▶ **Extract provided**:
START
Comic-Con, Day 2: Pop culture summer camp
For a lot of people, Comic-Con is completely incidental to why they come to Comic-Con. As a for instance, I ran into a guy while I was grabbing lunch today, and he and his friends had driven down from San Francisco, hoping to buy some badges on the spot. That is, of course, impossible in this era of gigantiCon, but they didn’t really mind, even though they got in at 3 a.m. last night and couldn’t really find anywhere to sleep. They were here to drink in the atmosphere and see if they could find some cool video game stuff. They hadn’t quite realized just how big the thing was, scalpers were charging far too much, and they were content to just wander around downtown, taking in some of the free stuff. Comic-Con is about nerd culture still, but it’s also about bringing a whole mass of people to downtown San Diego and turning them loose to party. It doesn’t matter if they know the first thing about nerd culture. They’re here to put on a costume, try to bullshit their way into Hollywood parties, and look for stars.
Or, as a 20-something girl in a random costume with a green wig said, when pointing to a bunch of people holding light sabers, “Look! It’s the guys from G.I. Joe!”
To me, this is the first year that everything surrounding Comic-Con seems as big as the Con itself. Yes, there are still lots of people wandering around downtown San Diego who have badges on, but there are almost as many who seem happy to just chill out and watch humanity roll by while sitting at one of the many little bars and restaurants that line the streets of the Gaslamp District. There’s enough free stuff crowding those streets now—from mini-conventions that have sprung up in the big one’s shadow to “movie in a box” fake theme park rides like the Godzilla and Ender’s Game experiences—that someone who can find somewhere to crash for the weekend—or doesn’t mind commuting from LA—can have a reasonably good time just hanging out and seeing what’s going on.
There’s a simple reason for this: At its base, like all other conventions, Comic-Con remains a social occasion. It’s taken me a while to get the hang of this aspect of the con, because the people I tend to spend my time with—fellow journalists—are all people I see at other events throughout the year, instead of just this one time. But look around a little more closely, and you’ll see that the Con is filled with people who get this one weekend together during the year and otherwise hang out online, or people who are just meeting for the first time. (One of the standbys for the volunteers getting attendees to squeeze together in crowded panels is, “Make a new friend!” and there are plenty of fast friendships formed while waiting for panels to begin or, in particular, while waiting in line.) My friend Kate and I are sitting in the Orphan Black panel when a woman sits down next to us and asks Kate who her favorite clone is, and it’s easy enough to imagine this spinning off into something that spills over into hanging out after the panel and promises to keep in touch via Facebook or e-mail later.
There’s also this weird sexual undercurrent, and I’m not just talking about the uncomfortable way that some male attendees will gawk… and gawk… and gawk at an attractive woman in a sexy costume. There are, of course, couples and families who attend, and it’s not uncommon to see two people strolling along the show floor or in the Gaslamp, hand in hand, simply enjoying their own private geekery. (That or having to shepherd their kid around to things said kid is interested in.) But the vast majority of attendees range from about 18-35, and enough of them are still single that there’s this air of anticipation constantly hanging over the proceedings. Enough relationships have started at Comic-Con that you simply never know if you’re going to round a corner on the show floor and find The One. Friendship is nice; everlasting love would be better.
END
▶ **Listing**:
START
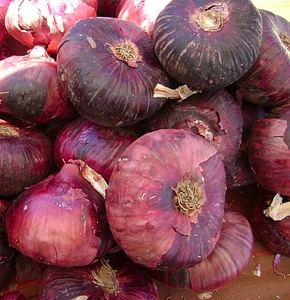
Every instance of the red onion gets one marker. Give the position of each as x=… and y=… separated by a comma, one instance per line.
x=269, y=155
x=268, y=81
x=274, y=234
x=165, y=200
x=26, y=157
x=100, y=147
x=43, y=22
x=225, y=264
x=61, y=220
x=141, y=12
x=112, y=277
x=110, y=72
x=29, y=88
x=207, y=44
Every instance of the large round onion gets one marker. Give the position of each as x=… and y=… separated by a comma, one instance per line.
x=29, y=88
x=268, y=81
x=113, y=277
x=110, y=72
x=225, y=264
x=100, y=147
x=60, y=220
x=269, y=154
x=165, y=200
x=25, y=155
x=43, y=22
x=207, y=44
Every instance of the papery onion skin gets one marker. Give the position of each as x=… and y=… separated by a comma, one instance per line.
x=60, y=220
x=26, y=157
x=132, y=282
x=103, y=88
x=206, y=44
x=275, y=235
x=140, y=204
x=224, y=265
x=44, y=22
x=100, y=147
x=268, y=82
x=29, y=86
x=269, y=155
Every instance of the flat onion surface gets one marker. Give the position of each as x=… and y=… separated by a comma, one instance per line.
x=145, y=217
x=102, y=86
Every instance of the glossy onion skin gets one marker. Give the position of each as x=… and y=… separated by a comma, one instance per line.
x=61, y=220
x=133, y=282
x=275, y=235
x=206, y=59
x=269, y=155
x=268, y=82
x=225, y=264
x=26, y=158
x=102, y=88
x=140, y=206
x=98, y=146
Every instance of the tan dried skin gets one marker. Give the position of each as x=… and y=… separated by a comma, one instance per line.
x=106, y=277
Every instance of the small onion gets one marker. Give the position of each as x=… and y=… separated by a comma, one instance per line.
x=29, y=88
x=165, y=199
x=43, y=22
x=225, y=264
x=112, y=277
x=100, y=147
x=60, y=220
x=110, y=72
x=26, y=157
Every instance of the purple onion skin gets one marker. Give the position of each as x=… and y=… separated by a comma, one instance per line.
x=275, y=235
x=133, y=282
x=269, y=155
x=225, y=264
x=100, y=147
x=26, y=157
x=140, y=199
x=268, y=82
x=109, y=91
x=61, y=220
END
▶ **Requests**:
[A] In the Comic-Con piece, what age range does the vast majority of attendees fall into?
[B] Retype the Comic-Con piece word for word, starting with "To me, this" and going on through "what’s going on.".

▶ **Per-task answers**:
[A] About 18 to 35.

[B]
To me, this is the first year that everything surrounding Comic-Con seems as big as the Con itself. Yes, there are still lots of people wandering around downtown San Diego who have badges on, but there are almost as many who seem happy to just chill out and watch humanity roll by while sitting at one of the many little bars and restaurants that line the streets of the Gaslamp District. There’s enough free stuff crowding those streets now—from mini-conventions that have sprung up in the big one’s shadow to “movie in a box” fake theme park rides like the Godzilla and Ender’s Game experiences—that someone who can find somewhere to crash for the weekend—or doesn’t mind commuting from LA—can have a reasonably good time just hanging out and seeing what’s going on.